* **Work required**:
A faithful copy of every entry, with the pictures removed, is what is needed here.

= = = =

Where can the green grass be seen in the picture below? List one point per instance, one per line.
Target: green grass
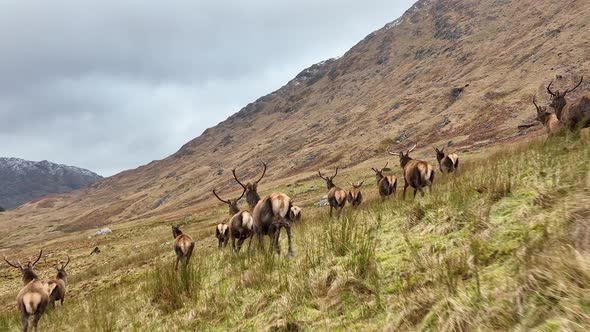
(503, 245)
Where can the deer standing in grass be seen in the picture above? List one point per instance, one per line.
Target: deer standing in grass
(387, 184)
(33, 298)
(571, 116)
(446, 163)
(251, 188)
(183, 246)
(60, 282)
(336, 195)
(222, 230)
(355, 197)
(417, 173)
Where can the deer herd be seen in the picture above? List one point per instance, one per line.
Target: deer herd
(267, 216)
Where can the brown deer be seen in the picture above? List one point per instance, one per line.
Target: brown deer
(183, 246)
(446, 163)
(387, 184)
(222, 235)
(232, 203)
(296, 213)
(336, 195)
(241, 227)
(549, 120)
(417, 173)
(270, 215)
(251, 188)
(355, 197)
(33, 298)
(60, 282)
(558, 100)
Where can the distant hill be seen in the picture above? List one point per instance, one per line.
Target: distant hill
(23, 180)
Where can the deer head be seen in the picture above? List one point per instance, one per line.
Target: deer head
(329, 179)
(26, 271)
(251, 188)
(558, 101)
(404, 158)
(232, 203)
(379, 172)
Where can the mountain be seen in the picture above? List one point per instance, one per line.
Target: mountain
(22, 180)
(447, 72)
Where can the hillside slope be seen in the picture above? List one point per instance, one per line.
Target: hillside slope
(22, 180)
(447, 70)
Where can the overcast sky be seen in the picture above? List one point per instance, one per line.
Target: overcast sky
(110, 85)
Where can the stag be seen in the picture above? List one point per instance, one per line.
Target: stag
(446, 163)
(33, 298)
(296, 213)
(183, 246)
(386, 184)
(251, 188)
(241, 227)
(60, 283)
(355, 197)
(558, 100)
(548, 119)
(222, 235)
(270, 215)
(336, 195)
(232, 203)
(417, 173)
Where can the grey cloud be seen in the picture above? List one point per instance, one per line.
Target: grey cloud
(111, 85)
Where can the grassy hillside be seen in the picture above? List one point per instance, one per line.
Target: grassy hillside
(502, 245)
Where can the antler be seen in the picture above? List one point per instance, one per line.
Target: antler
(535, 103)
(263, 172)
(336, 173)
(219, 198)
(38, 258)
(570, 90)
(19, 266)
(236, 178)
(549, 89)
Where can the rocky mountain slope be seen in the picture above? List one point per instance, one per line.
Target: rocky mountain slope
(22, 180)
(447, 70)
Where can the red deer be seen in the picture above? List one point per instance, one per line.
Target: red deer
(34, 296)
(232, 203)
(355, 197)
(446, 163)
(241, 227)
(296, 213)
(60, 282)
(251, 188)
(417, 173)
(183, 246)
(386, 184)
(336, 195)
(572, 116)
(222, 235)
(558, 100)
(549, 120)
(270, 215)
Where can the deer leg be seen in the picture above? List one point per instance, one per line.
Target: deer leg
(288, 229)
(24, 317)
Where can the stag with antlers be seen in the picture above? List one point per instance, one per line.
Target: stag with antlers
(251, 188)
(417, 173)
(558, 100)
(336, 195)
(34, 296)
(386, 184)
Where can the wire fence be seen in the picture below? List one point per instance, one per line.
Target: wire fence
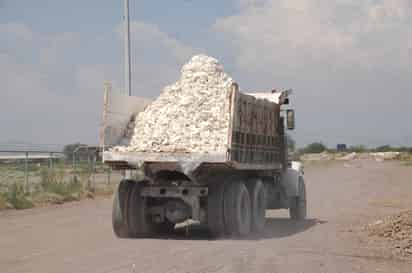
(31, 174)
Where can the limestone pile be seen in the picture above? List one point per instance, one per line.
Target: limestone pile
(191, 115)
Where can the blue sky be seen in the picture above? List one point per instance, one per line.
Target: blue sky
(349, 62)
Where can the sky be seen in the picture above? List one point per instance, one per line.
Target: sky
(349, 62)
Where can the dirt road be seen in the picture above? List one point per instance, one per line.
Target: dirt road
(342, 197)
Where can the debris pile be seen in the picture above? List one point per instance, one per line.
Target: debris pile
(397, 229)
(191, 115)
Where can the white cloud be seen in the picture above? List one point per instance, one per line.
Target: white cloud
(349, 61)
(52, 82)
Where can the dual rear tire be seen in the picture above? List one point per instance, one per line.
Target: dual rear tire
(236, 208)
(129, 217)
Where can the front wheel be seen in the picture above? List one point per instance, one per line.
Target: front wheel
(237, 209)
(298, 208)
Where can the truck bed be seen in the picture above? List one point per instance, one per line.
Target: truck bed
(254, 137)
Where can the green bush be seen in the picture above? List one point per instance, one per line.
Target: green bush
(52, 180)
(315, 148)
(17, 198)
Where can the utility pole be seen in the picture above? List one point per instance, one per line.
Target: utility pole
(127, 70)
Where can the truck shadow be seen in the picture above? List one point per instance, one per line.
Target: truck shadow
(284, 227)
(275, 228)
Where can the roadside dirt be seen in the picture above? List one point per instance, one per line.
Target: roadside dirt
(343, 198)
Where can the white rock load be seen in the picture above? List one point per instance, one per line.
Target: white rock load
(191, 115)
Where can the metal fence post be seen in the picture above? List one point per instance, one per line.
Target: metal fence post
(26, 173)
(51, 161)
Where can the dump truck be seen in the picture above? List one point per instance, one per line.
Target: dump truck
(227, 193)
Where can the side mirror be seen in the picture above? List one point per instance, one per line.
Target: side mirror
(290, 119)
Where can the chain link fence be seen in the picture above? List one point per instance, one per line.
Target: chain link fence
(29, 178)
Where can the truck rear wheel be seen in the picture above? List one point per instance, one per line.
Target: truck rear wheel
(215, 219)
(298, 210)
(138, 220)
(258, 204)
(237, 209)
(119, 210)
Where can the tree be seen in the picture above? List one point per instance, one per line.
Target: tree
(315, 148)
(70, 148)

= = = =

* **Written response**:
Where can the green grass be seen in the picture below? List one point per instance, one per line.
Target: green grass
(503, 245)
Where can the deer standing in grass be seen in the picture above? List one point per instance, one per line.
Target: deer standing in grass
(387, 184)
(33, 298)
(571, 116)
(446, 163)
(251, 188)
(183, 246)
(60, 282)
(336, 195)
(222, 230)
(355, 197)
(417, 173)
Where can the deer herd be seen in the picture above? List one point per instance, one per line.
Target: deer herd
(267, 216)
Where can the brown deer be seen in the picture above? List one point per instance, one per line.
Target: brown deer
(183, 246)
(446, 163)
(387, 184)
(222, 235)
(232, 203)
(296, 213)
(336, 195)
(241, 227)
(549, 120)
(417, 173)
(270, 215)
(251, 188)
(355, 197)
(33, 298)
(60, 282)
(558, 100)
Where can the distant hill be seen in the picture above? List one point per instance, one per line.
Target: distant hill
(23, 180)
Where can the deer head be seen in the picture above? List one point per instance, one per line.
Target: deer head
(329, 179)
(26, 271)
(251, 188)
(558, 101)
(404, 158)
(232, 203)
(379, 172)
Where can the mountain be seen in the picture above? List one point per instance, one per line.
Target: mountain
(22, 180)
(447, 72)
Where can the hillside slope be seen in the picture above? List one point per instance, one per line.
Target: hillside slope
(22, 180)
(447, 70)
Where can the overcast sky be seen in the picture above? List one point per instance, one per line.
Target: overcast sky
(110, 85)
Where can the stag be seen in the picture above? List one point per instance, one per line.
Target: stag
(446, 163)
(33, 298)
(296, 213)
(183, 246)
(386, 184)
(251, 188)
(241, 227)
(60, 283)
(355, 197)
(558, 100)
(548, 119)
(222, 235)
(270, 215)
(336, 195)
(232, 203)
(417, 173)
Where can the grey cloud be seen in the picture above? List one point per instance, one per line.
Target: grey cloud
(111, 85)
Where can the grassy hillside be seen in the picture above? List one point per instance, one per line.
Target: grassy hillside
(502, 245)
Where can the antler be seen in the picture above? List one point per instance, one per line.
Target: antler
(535, 103)
(263, 172)
(336, 173)
(219, 198)
(38, 258)
(570, 90)
(19, 266)
(236, 178)
(549, 89)
Where can the rocky mountain slope be seen in the picture above? List one point per instance, one per line.
Target: rocky mountain slope
(22, 180)
(447, 70)
Where can the red deer be seen in the picture above? List one point per instance, one per line.
Target: red deer
(34, 296)
(232, 203)
(355, 197)
(446, 163)
(241, 227)
(296, 213)
(60, 282)
(251, 188)
(417, 173)
(183, 246)
(386, 184)
(336, 195)
(572, 116)
(222, 235)
(558, 100)
(549, 120)
(270, 215)
Where can the deer leg be seen in the picture above? List one point per instance, one per line.
Target: deer leg
(288, 229)
(24, 317)
Where can the stag with antlers be seen in the picture above? List one point per instance, one per line.
Target: stag with antlers
(251, 188)
(417, 173)
(558, 100)
(336, 195)
(34, 296)
(386, 184)
Where can the wire fence be seen in the picture below? List one point per instance, one per line.
Target: wire fence
(31, 174)
Where can the limestone pile be seen in the picture above? List one point per instance, one per line.
Target: limestone pile
(191, 115)
Where can the blue sky be seen in the picture above? List one point per instance, one per line.
Target: blue sky
(349, 62)
Where can the sky be seen in the picture above? List one point per instance, one per line.
Target: sky
(349, 62)
Where can the dirt road be seen in the picture above? List one point per instance, one per line.
Target: dirt road
(342, 197)
Where can the debris pile be seen in the picture above? List one point per instance, one per line.
Target: debris pile
(397, 229)
(191, 115)
Where can the white cloud be seen in the picture above? List one point per instance, one per line.
Target: white cloud
(349, 61)
(52, 82)
Where can the dual rear tire be seen in the picture above? List one point per instance, one per line.
Target: dual rear tire
(236, 208)
(129, 217)
Where can the front wheel be seen in the picture above? List one point per instance, one per line.
Target: front wheel
(237, 209)
(298, 208)
Where can the truck bed be seen in the picture above? List one point per instance, one per line.
Target: truck bed
(254, 137)
Where can the green bush be seen in the picture above? List one point per instance, one per line.
Target: green bush
(52, 180)
(315, 148)
(17, 198)
Where can the utility pole be seen in the picture above? List one point per instance, one per line.
Target: utility pole
(127, 70)
Where can the truck shadow be seen in the picture above? List one point per instance, one per line.
Target: truck shadow
(284, 227)
(275, 228)
Where can the roadside dirt be seen in the picture above? List one point per instance, one per line.
Target: roadside dirt
(343, 198)
Where can the white rock load be seen in the picture above? List one point per instance, one per line.
Target: white rock load
(191, 115)
Where can the metal fence post be seen in the picture above? List one point per instance, one per line.
Target: metal fence post
(26, 173)
(51, 161)
Where can the dump truck be seen in the picture above? List one point per instance, one per line.
Target: dump truck
(227, 193)
Where can the side mirror be seen in the picture above? List one point per instance, one per line.
Target: side mirror
(290, 119)
Where can the chain link fence be seen in the picture above? List one point per instance, one per line.
Target: chain link fence
(29, 178)
Where can the truck rear wheel be seen in the picture above? List one point per instance, one per line.
Target: truck rear wheel
(215, 219)
(298, 210)
(138, 220)
(258, 204)
(237, 209)
(119, 210)
Where can the tree be seen in the picture above? List one point per instance, one per line.
Target: tree
(315, 148)
(70, 148)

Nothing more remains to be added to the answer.